* _과제 안내_
기록의 맨 처음부터 "[[[503,0],[2,1],[0,32],[0,101],[510,98]]]"이 들어 있는 줄까지, 그 줄을 포함하여 한 글자도 바꾸지 말고 그대로 옮겨 적으세요.

* _저장된 데이터 기록_

※ ※ ※

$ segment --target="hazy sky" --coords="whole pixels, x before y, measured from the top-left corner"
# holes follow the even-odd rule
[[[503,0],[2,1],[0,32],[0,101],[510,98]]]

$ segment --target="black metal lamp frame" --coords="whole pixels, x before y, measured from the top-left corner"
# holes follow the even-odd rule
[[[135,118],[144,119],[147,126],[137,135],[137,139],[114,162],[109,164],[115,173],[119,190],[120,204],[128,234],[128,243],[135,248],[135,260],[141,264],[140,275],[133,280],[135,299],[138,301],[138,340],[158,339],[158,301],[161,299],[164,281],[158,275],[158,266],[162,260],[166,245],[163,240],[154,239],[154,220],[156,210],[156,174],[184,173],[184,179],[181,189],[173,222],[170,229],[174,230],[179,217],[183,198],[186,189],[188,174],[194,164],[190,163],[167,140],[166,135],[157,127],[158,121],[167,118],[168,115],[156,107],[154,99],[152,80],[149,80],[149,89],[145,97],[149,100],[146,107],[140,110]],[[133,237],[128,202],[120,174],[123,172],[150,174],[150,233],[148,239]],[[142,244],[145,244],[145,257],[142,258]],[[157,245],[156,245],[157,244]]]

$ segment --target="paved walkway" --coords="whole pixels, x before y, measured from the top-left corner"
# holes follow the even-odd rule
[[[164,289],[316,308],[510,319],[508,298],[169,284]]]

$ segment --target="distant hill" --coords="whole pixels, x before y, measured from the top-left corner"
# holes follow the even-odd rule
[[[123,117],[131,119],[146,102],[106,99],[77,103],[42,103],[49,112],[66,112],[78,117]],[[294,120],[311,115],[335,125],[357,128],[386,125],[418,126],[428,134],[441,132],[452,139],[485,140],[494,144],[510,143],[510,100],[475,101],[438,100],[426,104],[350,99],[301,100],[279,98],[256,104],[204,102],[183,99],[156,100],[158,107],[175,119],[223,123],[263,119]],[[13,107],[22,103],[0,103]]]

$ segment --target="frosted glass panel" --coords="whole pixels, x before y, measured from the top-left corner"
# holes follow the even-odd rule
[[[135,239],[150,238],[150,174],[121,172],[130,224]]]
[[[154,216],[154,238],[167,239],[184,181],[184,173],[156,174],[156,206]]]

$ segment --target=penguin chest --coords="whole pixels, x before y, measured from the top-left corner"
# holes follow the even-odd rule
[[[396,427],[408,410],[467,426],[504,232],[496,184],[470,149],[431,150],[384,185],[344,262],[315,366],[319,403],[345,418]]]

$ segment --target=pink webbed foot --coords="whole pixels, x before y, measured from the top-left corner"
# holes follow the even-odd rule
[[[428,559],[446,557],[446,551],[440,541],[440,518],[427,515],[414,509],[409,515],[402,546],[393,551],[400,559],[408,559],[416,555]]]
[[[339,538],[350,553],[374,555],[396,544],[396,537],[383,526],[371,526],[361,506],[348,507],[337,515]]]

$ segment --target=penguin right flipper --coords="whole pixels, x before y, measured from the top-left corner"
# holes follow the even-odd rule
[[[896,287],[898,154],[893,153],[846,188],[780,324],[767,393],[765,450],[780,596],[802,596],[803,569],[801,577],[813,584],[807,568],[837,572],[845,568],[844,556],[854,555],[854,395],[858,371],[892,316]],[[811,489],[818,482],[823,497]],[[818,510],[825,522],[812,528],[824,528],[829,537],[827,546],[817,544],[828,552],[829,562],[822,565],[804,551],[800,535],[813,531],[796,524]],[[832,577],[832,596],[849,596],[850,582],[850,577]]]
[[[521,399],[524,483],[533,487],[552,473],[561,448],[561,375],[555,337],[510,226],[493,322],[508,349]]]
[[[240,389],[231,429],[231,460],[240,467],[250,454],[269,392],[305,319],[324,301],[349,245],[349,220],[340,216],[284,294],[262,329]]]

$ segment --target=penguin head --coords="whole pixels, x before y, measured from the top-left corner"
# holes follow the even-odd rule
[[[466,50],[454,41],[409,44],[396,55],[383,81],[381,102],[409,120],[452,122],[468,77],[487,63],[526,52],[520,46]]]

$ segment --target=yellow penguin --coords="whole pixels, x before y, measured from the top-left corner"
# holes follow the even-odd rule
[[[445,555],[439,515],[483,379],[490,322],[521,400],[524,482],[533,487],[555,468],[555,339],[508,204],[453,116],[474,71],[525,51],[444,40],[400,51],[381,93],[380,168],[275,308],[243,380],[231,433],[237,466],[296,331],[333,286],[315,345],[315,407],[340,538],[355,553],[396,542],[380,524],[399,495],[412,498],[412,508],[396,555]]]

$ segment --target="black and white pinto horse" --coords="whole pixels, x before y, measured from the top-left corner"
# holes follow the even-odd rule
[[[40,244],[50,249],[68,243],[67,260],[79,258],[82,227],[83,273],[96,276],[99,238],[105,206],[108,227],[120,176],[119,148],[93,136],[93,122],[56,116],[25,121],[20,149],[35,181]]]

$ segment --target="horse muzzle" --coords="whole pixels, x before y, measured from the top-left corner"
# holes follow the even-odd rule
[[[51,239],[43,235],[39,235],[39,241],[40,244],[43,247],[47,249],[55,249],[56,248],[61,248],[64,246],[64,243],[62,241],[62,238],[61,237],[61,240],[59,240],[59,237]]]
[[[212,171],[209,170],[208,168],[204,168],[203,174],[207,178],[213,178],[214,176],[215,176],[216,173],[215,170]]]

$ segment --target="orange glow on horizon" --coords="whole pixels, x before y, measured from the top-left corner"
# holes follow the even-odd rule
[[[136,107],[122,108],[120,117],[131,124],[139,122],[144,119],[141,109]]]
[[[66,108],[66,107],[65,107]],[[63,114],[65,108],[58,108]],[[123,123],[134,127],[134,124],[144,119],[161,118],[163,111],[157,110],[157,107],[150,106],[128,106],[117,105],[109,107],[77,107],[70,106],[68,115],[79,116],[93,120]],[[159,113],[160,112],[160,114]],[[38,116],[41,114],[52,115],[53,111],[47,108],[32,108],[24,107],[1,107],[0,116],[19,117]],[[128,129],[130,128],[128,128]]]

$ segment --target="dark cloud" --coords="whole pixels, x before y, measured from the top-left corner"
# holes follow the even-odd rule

※ ※ ※

* _전체 답변_
$ segment --target="hazy sky" --coords="whole pixels, x before y, measured from the top-left corner"
# holes follow the even-odd rule
[[[503,0],[2,1],[0,32],[0,101],[510,98]]]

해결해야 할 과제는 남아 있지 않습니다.